>> begin

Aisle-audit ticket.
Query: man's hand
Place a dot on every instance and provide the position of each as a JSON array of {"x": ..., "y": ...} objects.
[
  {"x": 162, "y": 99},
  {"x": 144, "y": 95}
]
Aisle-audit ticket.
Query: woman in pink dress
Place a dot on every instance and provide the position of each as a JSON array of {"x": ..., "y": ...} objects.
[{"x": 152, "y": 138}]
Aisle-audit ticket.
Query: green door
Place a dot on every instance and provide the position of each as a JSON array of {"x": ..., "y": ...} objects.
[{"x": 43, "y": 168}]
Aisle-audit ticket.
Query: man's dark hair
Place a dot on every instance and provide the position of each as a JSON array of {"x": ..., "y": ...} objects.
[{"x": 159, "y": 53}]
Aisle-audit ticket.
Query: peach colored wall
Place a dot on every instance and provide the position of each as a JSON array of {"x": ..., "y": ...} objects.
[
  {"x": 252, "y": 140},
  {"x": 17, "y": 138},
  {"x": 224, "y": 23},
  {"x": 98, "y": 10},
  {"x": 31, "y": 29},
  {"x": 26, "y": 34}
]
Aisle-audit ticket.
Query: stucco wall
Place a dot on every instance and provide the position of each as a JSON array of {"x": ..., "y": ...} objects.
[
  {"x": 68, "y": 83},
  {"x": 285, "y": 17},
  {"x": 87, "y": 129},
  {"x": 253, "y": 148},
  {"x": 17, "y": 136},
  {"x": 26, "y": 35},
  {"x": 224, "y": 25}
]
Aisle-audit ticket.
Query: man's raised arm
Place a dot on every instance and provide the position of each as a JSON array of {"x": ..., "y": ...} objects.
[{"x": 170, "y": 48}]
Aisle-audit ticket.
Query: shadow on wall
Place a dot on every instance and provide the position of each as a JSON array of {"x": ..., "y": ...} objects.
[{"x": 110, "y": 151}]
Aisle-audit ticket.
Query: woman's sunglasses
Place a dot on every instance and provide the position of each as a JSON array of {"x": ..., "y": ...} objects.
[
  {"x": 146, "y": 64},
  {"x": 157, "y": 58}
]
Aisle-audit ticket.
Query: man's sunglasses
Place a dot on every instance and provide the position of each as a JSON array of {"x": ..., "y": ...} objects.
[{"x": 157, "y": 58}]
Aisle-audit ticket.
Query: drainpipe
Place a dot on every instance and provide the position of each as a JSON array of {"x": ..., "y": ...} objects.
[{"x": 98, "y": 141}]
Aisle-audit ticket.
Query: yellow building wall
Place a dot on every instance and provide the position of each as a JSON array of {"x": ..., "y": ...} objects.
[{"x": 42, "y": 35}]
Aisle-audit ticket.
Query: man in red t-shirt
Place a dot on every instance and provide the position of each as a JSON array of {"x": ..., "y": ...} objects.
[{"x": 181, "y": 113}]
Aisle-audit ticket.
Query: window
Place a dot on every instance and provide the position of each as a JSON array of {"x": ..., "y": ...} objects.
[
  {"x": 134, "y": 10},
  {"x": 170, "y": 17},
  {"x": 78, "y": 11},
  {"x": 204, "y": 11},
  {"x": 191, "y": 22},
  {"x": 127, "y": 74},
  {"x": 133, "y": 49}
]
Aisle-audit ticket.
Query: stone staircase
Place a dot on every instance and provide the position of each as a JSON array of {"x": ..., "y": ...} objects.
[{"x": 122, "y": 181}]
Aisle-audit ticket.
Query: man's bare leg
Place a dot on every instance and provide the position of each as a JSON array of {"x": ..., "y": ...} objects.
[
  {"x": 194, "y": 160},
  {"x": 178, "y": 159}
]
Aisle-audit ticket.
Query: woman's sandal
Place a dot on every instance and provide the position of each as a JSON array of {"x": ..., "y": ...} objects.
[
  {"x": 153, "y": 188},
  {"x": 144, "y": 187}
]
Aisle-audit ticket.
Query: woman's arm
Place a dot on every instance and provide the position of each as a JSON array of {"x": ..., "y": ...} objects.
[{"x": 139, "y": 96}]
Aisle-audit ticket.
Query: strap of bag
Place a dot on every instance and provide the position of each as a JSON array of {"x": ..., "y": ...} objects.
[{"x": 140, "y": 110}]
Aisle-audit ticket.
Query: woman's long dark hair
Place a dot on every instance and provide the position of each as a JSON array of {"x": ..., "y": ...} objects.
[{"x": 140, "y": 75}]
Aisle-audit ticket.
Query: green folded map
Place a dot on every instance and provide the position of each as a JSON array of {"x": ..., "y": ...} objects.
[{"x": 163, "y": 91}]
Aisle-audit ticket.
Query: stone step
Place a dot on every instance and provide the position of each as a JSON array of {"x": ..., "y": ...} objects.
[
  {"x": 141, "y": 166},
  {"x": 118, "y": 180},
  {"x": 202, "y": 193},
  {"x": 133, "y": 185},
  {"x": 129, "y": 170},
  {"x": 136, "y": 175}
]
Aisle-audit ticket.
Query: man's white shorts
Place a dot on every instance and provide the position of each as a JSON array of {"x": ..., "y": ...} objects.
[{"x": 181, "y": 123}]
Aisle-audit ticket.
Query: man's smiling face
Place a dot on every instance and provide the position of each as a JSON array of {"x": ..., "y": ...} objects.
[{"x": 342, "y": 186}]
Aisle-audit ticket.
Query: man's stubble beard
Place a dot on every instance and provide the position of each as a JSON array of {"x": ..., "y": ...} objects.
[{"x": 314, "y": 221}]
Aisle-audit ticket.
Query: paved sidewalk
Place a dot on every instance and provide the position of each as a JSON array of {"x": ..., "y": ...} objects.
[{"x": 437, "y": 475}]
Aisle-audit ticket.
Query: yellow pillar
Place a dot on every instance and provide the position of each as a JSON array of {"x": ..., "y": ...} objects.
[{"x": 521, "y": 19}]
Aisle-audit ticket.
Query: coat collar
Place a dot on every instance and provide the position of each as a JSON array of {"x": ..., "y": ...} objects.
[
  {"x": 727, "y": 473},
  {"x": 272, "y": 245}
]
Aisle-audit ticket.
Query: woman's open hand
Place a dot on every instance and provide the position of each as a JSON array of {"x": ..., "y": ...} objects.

>> end

Extract the whole listing, character for character.

• _Reply_
Aisle-audit ticket.
Query: man's hand
Place a dot on every instance and provide the position of each as a JSON array of {"x": ..., "y": ...} objects.
[
  {"x": 162, "y": 99},
  {"x": 144, "y": 95}
]
Aisle-audit ticket.
Query: woman in pink dress
Place a dot on every instance and provide the position of each as a JSON array of {"x": ..., "y": ...} objects.
[{"x": 152, "y": 138}]
Aisle-audit ticket.
Query: green door
Place a dot on every instance and provide the position of each as a JSON array of {"x": ..., "y": ...} objects.
[{"x": 43, "y": 168}]
Aisle-audit ticket.
Query: man's dark hair
Place a dot on every instance and provide the position of each as a JSON array of {"x": ..., "y": ...} objects.
[{"x": 159, "y": 53}]
Aisle-audit ticket.
Query: peach colored wall
Place a dot on every instance and provide the position of each as a JSON array of {"x": ..., "y": ...} objects.
[
  {"x": 252, "y": 140},
  {"x": 17, "y": 138},
  {"x": 224, "y": 23},
  {"x": 98, "y": 10},
  {"x": 31, "y": 29},
  {"x": 26, "y": 34}
]
Aisle-audit ticket.
Query: stucco wall
Place a dot on every instance and provide the position of each as a JSON array of {"x": ..., "y": ...} objects.
[
  {"x": 68, "y": 83},
  {"x": 285, "y": 17},
  {"x": 87, "y": 129},
  {"x": 253, "y": 148},
  {"x": 17, "y": 136},
  {"x": 26, "y": 35},
  {"x": 224, "y": 25}
]
Aisle-audit ticket.
Query: man's raised arm
Place a dot on every instance and provide the position of each as a JSON array of {"x": ..., "y": ...} objects.
[{"x": 170, "y": 48}]
Aisle-audit ticket.
Query: shadow on wall
Place a dot on every instance and provide the position of each as a JSON array of {"x": ..., "y": ...} objects.
[{"x": 110, "y": 151}]
Aisle-audit ticket.
Query: woman's sunglasses
Place a dot on every instance and provide the position of each as a JSON array of {"x": ..., "y": ...} objects.
[
  {"x": 146, "y": 64},
  {"x": 157, "y": 58}
]
Aisle-audit ticket.
Query: man's sunglasses
Place a dot on every instance and provide the position of each as a JSON array of {"x": ..., "y": ...} objects.
[{"x": 157, "y": 58}]
Aisle-audit ticket.
Query: drainpipe
Place a dot on every instance and provide the position of each as a JSON array of {"x": ..., "y": ...} objects.
[{"x": 98, "y": 141}]
Aisle-audit ticket.
Query: yellow building wall
Place a dot on every instance and provide the position of each as a JSON array of {"x": ..., "y": ...} objects.
[{"x": 42, "y": 35}]
Aisle-audit ticket.
Query: man in red t-shirt
Place a dot on every instance and provide the position of each as a JSON array of {"x": ..., "y": ...} objects.
[{"x": 181, "y": 113}]
Aisle-audit ticket.
Query: window
Place a dot on every instance and provide the position of each as a JSON array of {"x": ..., "y": ...} objects.
[
  {"x": 134, "y": 10},
  {"x": 170, "y": 17},
  {"x": 78, "y": 11},
  {"x": 204, "y": 11},
  {"x": 191, "y": 22},
  {"x": 127, "y": 74},
  {"x": 133, "y": 49}
]
Aisle-audit ticket.
Query: stone staircase
Place a dot on every instance and provide the position of each as a JSON array of {"x": ..., "y": ...} objects.
[{"x": 122, "y": 181}]
Aisle-audit ticket.
Query: man's bare leg
Place a dot on every instance and provide the position of each as a JSON array of {"x": ..., "y": ...} objects.
[
  {"x": 194, "y": 160},
  {"x": 178, "y": 159}
]
Aisle-audit ticket.
Query: woman's sandal
Place a dot on every instance and provide the position of each as a JSON array of {"x": ..., "y": ...} objects.
[
  {"x": 153, "y": 188},
  {"x": 144, "y": 187}
]
Aisle-audit ticket.
Query: woman's arm
Place a dot on every instance and provide the position of each as a JSON array of {"x": ..., "y": ...} objects.
[{"x": 139, "y": 96}]
Aisle-audit ticket.
Query: strap of bag
Place a dot on every instance and provide the position of each as a JSON array of {"x": ..., "y": ...} objects.
[{"x": 140, "y": 110}]
Aisle-audit ticket.
Query: woman's long dark hair
Place a dot on every instance and provide the position of each as a JSON array of {"x": ..., "y": ...} objects.
[{"x": 140, "y": 75}]
Aisle-audit ticket.
Query: green folded map
Place a dot on every instance and provide the position of each as a JSON array of {"x": ..., "y": ...} objects.
[{"x": 163, "y": 91}]
Aisle-audit ticket.
Query: stone step
Place a dot on every instance and provide the position of each as a JSON array of {"x": ..., "y": ...} objects.
[
  {"x": 141, "y": 166},
  {"x": 118, "y": 180},
  {"x": 202, "y": 193},
  {"x": 133, "y": 185},
  {"x": 129, "y": 170},
  {"x": 136, "y": 175}
]
Aisle-audit ticket.
Query: man's white shorts
Place a dot on every instance and provide the position of each as a JSON array of {"x": ..., "y": ...} objects.
[{"x": 181, "y": 123}]
Aisle-audit ticket.
Query: man's smiling face
Place a dot on every instance and provide the position of each as a JSON array of {"x": ..., "y": ...} objects.
[{"x": 342, "y": 186}]
Aisle-audit ticket.
Query: man's stubble beard
Place a dot on every instance and provide the position of each as a JSON array of {"x": ..., "y": ...} objects.
[{"x": 314, "y": 221}]
Aisle-audit ticket.
Query: paved sidewalk
Place a dot on every instance and provide the position of each as a JSON array of {"x": ..., "y": ...} objects.
[{"x": 437, "y": 475}]
Aisle-audit ticket.
Query: yellow pillar
Place a dot on every instance and provide the position of each as a JSON array of {"x": ..., "y": ...} objects.
[{"x": 521, "y": 19}]
Aisle-audit ticket.
Query: coat collar
Place a dot on every instance and provide the position of each as a JSON array of {"x": ..., "y": ...} objects.
[
  {"x": 727, "y": 473},
  {"x": 272, "y": 245}
]
Aisle-audit ticket.
Query: woman's open hand
Place a dot on every instance and provide the position of each as a JSON array of {"x": ..., "y": ...} objects.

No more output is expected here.